[Point localization data]
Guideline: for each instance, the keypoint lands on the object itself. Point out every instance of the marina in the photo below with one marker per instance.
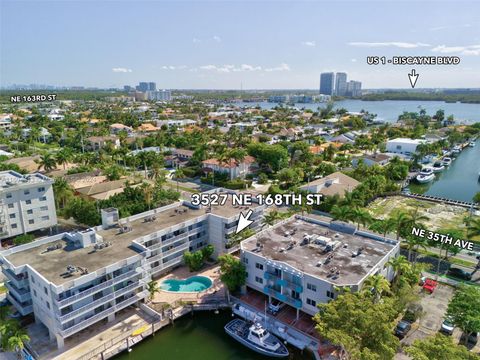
(459, 181)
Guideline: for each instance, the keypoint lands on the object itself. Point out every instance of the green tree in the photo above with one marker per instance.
(194, 260)
(47, 161)
(464, 309)
(17, 339)
(361, 327)
(439, 347)
(376, 285)
(152, 288)
(232, 271)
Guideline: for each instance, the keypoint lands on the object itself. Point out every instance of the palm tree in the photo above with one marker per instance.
(63, 156)
(343, 213)
(383, 226)
(473, 227)
(377, 285)
(17, 339)
(47, 162)
(271, 217)
(152, 288)
(179, 174)
(148, 193)
(361, 217)
(62, 191)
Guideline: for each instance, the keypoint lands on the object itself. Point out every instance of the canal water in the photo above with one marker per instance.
(388, 110)
(460, 181)
(197, 337)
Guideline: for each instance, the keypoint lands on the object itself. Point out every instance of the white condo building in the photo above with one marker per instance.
(304, 261)
(26, 203)
(72, 281)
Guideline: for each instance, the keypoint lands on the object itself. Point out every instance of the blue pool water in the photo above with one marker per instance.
(192, 284)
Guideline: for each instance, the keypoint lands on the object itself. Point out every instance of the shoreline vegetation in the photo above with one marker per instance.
(466, 96)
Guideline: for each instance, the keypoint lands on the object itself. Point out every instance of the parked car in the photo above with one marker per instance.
(459, 273)
(275, 306)
(429, 285)
(447, 326)
(472, 339)
(403, 327)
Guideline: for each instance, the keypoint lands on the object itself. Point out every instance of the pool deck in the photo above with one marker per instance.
(169, 297)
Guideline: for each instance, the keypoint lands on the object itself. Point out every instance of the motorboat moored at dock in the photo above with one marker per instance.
(256, 338)
(425, 176)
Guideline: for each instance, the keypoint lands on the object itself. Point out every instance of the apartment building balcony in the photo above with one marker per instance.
(64, 302)
(282, 297)
(103, 314)
(21, 294)
(22, 309)
(100, 301)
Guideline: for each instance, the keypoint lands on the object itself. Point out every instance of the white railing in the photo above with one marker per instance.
(96, 288)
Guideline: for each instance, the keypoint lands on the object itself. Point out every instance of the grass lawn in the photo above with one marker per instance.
(440, 216)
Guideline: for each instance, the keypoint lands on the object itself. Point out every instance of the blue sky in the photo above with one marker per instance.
(223, 44)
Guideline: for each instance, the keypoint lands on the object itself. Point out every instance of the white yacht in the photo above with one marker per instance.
(438, 166)
(257, 338)
(425, 176)
(446, 161)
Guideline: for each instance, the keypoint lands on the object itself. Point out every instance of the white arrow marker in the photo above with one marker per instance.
(413, 77)
(244, 221)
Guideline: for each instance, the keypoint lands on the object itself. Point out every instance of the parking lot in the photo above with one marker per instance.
(434, 308)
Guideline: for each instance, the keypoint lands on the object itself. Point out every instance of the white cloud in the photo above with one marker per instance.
(124, 70)
(462, 50)
(230, 68)
(174, 67)
(308, 43)
(403, 45)
(281, 67)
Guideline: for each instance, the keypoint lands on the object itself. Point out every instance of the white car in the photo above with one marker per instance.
(447, 326)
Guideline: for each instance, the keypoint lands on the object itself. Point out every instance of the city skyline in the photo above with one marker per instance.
(82, 44)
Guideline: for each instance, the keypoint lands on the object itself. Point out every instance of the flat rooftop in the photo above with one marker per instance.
(276, 244)
(53, 264)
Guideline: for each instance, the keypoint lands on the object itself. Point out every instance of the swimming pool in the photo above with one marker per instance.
(192, 284)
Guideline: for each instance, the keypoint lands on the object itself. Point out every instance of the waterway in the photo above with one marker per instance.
(388, 110)
(460, 181)
(198, 337)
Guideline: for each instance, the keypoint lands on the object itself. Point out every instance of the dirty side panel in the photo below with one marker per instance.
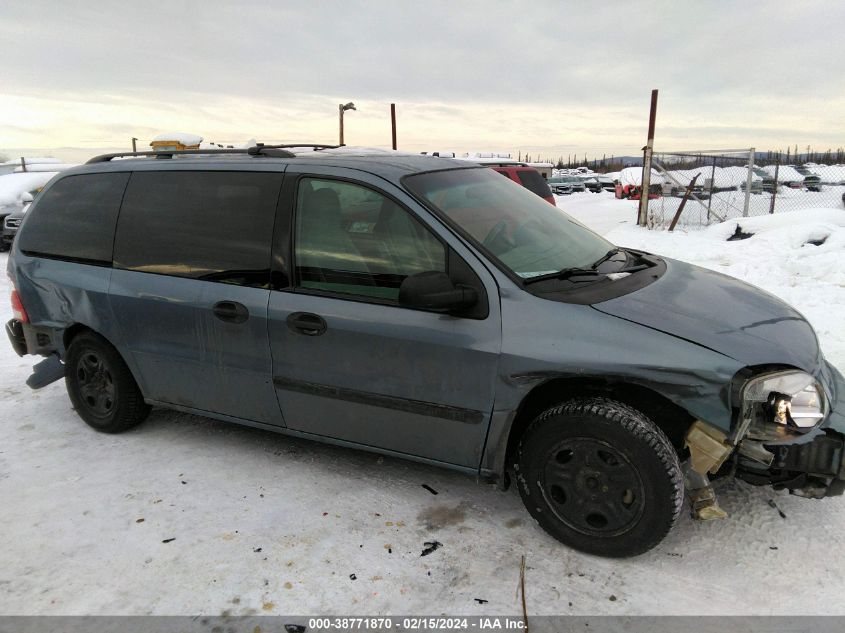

**PROBLEM TO SOLVE:** All entries are to be duplicated exactly, with the pictures left out.

**TASK SOLUTION:**
Guideline: for each instance, the keypoint lands on the object itself. Point out every instance of the marina in the photo below with one marker per instance.
(459, 181)
Guideline: for each instance, the keypoint lands on the object itself. Point out every instance of the green tree in the photo above with one marker per instance.
(194, 260)
(47, 161)
(464, 309)
(17, 339)
(361, 327)
(439, 347)
(376, 285)
(152, 288)
(232, 271)
Guideline: for each instance, the keypoint lands on the object itself. Point out every instance of the palm tree in the photo above with one marker per instance.
(63, 156)
(343, 213)
(383, 226)
(473, 227)
(377, 285)
(17, 339)
(47, 162)
(271, 217)
(152, 288)
(179, 174)
(148, 193)
(361, 217)
(62, 191)
Guideline: for each instance, the keypoint lands on the object itself. Point out every instance of the canal water in the photo above with one marker per instance.
(388, 110)
(460, 181)
(197, 337)
Guideline: for each instance, the keypoint lands on the object itself. Point out every instance of the white condo building in the photo above with one marker per instance.
(304, 261)
(26, 203)
(72, 281)
Guideline: for each instance, the keypoint lands on the object itself. Point out every instance of the blue pool water in the photo above with one marker per instance.
(192, 284)
Guideline: for each instance, the keypoint lands on the object itself. Point out every instance of the shoreline vegetation in the photo above with one marker per instance.
(466, 96)
Guideline: for each instance, the keypoint lands on the object itself. Point out every instance of the parked car in the photo above with one marker per instance.
(459, 273)
(275, 306)
(429, 285)
(447, 326)
(472, 339)
(403, 327)
Guideline: for each instance, the keypoint lands on the object itself. Point out every instance of the pool deck in the photo above with one marker per instance.
(169, 297)
Guideline: for each instance, the keypoint lands on the object itself. Point out every instance of the motorboat moored at dock in the photo above with one marker per instance.
(256, 338)
(425, 176)
Guideline: for each instance, the keypoint lands on the object itself. Point out every instance of the apartment building balcony in the photo above with one marker per instance.
(64, 302)
(282, 297)
(103, 314)
(21, 294)
(22, 309)
(100, 301)
Guideline: for each instance, the keypoint lands on the object itself. Point out every instance of the white railing in the photo above with one marker per instance.
(96, 288)
Guideline: for each instance, the keypoint lands on the object itself. Point out every instance of the grass lawn in the photo above with one marker per instance.
(440, 216)
Guideline: for each instance, the keypoint lands on the object itself. Point out every instance of the blue sky in the photo above with one marker per instance.
(223, 44)
Guideline: for each instance, the keypoint lands on the object itself. Point out every instance of the white yacht in the photo above with one marker per instance.
(438, 166)
(257, 338)
(425, 176)
(446, 161)
Guideline: for each instance, the keypoint lands on the object itself. Point out every instance of the white arrow marker in the photo above with one marker per instance.
(413, 77)
(244, 221)
Guideline: for each instance, the keypoint lands on the object itself. Point out every instance of the parking lot in the photo above with one marker per instance.
(434, 308)
Guideline: for each instance, the keypoint lands on the object itself. Point out every instance of the white cloud in the photo above with one marker per instance.
(124, 70)
(462, 50)
(230, 68)
(174, 67)
(308, 43)
(403, 45)
(281, 67)
Guideline: for each instance, the keypoint lands on the object itself. Point out every instance of the white car in the photo above with one marker per instance.
(447, 326)
Guideline: for each instance, the keypoint lands on the object itself. Point out every instance of the city skyline in the photo above with one marker per instance.
(82, 44)
Guideline: for each instance, the keypoint lands on the object itself. Point out every instance of the flat rooftop in the photo above with one marker per instance.
(276, 244)
(53, 264)
Guideline: for each instance, the keypoint lands on the object itself. Point out every instance of the swimming pool in the photo above with one marker per instance.
(192, 284)
Guideline: for each instance, the keypoint lands on the object itself. Point out every instance of the waterway in the photo above with one marker per instance.
(388, 110)
(460, 181)
(198, 337)
Guideline: for each instance, the keypoint lands on the object itself. Point out every instance of the dirty side panel in the photo below with one marker per instance.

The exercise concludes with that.